(TASK BRIEF):
The result should be the listing below, restated exactly, with its pictures left out.

(LISTED ENTRIES):
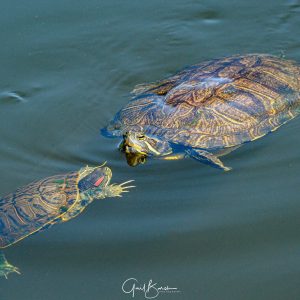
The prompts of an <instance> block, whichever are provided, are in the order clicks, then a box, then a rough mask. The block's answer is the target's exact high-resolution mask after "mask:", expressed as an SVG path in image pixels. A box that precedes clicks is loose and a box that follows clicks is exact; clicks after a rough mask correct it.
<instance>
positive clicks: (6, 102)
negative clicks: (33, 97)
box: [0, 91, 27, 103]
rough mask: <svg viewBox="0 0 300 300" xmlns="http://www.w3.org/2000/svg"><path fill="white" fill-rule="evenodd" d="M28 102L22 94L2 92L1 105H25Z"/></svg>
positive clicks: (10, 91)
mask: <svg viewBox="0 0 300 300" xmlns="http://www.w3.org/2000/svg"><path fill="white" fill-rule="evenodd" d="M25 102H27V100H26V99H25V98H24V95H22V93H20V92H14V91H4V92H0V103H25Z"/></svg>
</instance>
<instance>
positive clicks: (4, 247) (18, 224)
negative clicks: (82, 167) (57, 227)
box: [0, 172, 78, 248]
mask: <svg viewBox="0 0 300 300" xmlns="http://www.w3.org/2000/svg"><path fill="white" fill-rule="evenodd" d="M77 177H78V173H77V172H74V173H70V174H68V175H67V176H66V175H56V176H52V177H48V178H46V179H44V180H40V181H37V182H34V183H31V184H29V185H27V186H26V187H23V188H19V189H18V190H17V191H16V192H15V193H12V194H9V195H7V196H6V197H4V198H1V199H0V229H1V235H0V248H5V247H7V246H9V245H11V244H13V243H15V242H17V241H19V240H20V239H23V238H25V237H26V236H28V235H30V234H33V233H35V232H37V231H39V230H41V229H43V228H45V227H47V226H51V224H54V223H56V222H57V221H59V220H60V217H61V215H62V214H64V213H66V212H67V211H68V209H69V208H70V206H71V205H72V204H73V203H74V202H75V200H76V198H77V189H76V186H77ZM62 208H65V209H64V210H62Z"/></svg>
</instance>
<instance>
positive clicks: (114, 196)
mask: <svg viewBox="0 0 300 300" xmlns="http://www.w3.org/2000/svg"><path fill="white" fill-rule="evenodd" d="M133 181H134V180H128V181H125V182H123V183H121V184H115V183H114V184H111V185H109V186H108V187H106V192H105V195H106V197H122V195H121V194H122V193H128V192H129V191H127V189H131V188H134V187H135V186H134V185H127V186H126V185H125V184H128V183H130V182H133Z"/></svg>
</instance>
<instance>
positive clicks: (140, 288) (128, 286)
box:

(ANSWER SPACE):
The prompts of an <instance> block, whichever are provided, are in the order clicks, then a box, then a rough mask. The block's answer is the target's exact high-resolution mask after "mask:", expressed as an SVG path in image pixels. A box that precedes clicks is loose and a box that follows clicks is exact; clicks after a rough mask correct it.
<instance>
positive clicks: (6, 102)
negative clicks: (33, 97)
box: [0, 91, 27, 103]
rough mask: <svg viewBox="0 0 300 300" xmlns="http://www.w3.org/2000/svg"><path fill="white" fill-rule="evenodd" d="M28 102L22 94L2 92L1 105H25Z"/></svg>
positive clicks: (10, 91)
mask: <svg viewBox="0 0 300 300" xmlns="http://www.w3.org/2000/svg"><path fill="white" fill-rule="evenodd" d="M25 102H27V100H26V99H25V98H24V95H22V93H20V92H14V91H4V92H0V103H25Z"/></svg>
</instance>
<instance>
positive clicks: (4, 247) (18, 224)
negative clicks: (82, 167) (57, 227)
box: [0, 172, 78, 248]
mask: <svg viewBox="0 0 300 300" xmlns="http://www.w3.org/2000/svg"><path fill="white" fill-rule="evenodd" d="M77 177H78V173H77V172H74V173H70V174H68V175H67V176H66V175H56V176H52V177H48V178H46V179H44V180H40V181H37V182H34V183H31V184H29V185H27V186H26V187H23V188H19V189H18V190H17V191H16V192H15V193H12V194H9V195H7V196H6V197H4V198H1V199H0V229H1V235H0V248H5V247H7V246H9V245H11V244H13V243H15V242H17V241H19V240H20V239H23V238H25V237H26V236H28V235H30V234H33V233H35V232H37V231H39V230H41V229H43V228H45V227H47V226H51V224H54V223H56V222H57V221H59V220H60V217H61V215H62V214H64V213H66V212H67V211H68V209H69V208H70V206H71V205H72V204H73V203H74V202H75V200H76V198H77V189H76V186H77ZM62 208H65V209H64V210H62Z"/></svg>
</instance>
<instance>
positive clicks: (114, 196)
mask: <svg viewBox="0 0 300 300" xmlns="http://www.w3.org/2000/svg"><path fill="white" fill-rule="evenodd" d="M133 181H134V180H128V181H125V182H123V183H121V184H115V183H114V184H111V185H109V186H108V187H106V192H105V195H106V197H122V195H121V194H122V193H128V192H129V191H127V189H131V188H134V187H135V186H134V185H127V186H126V185H125V184H128V183H130V182H133Z"/></svg>
</instance>
<instance>
positive clicks: (140, 288) (128, 286)
box:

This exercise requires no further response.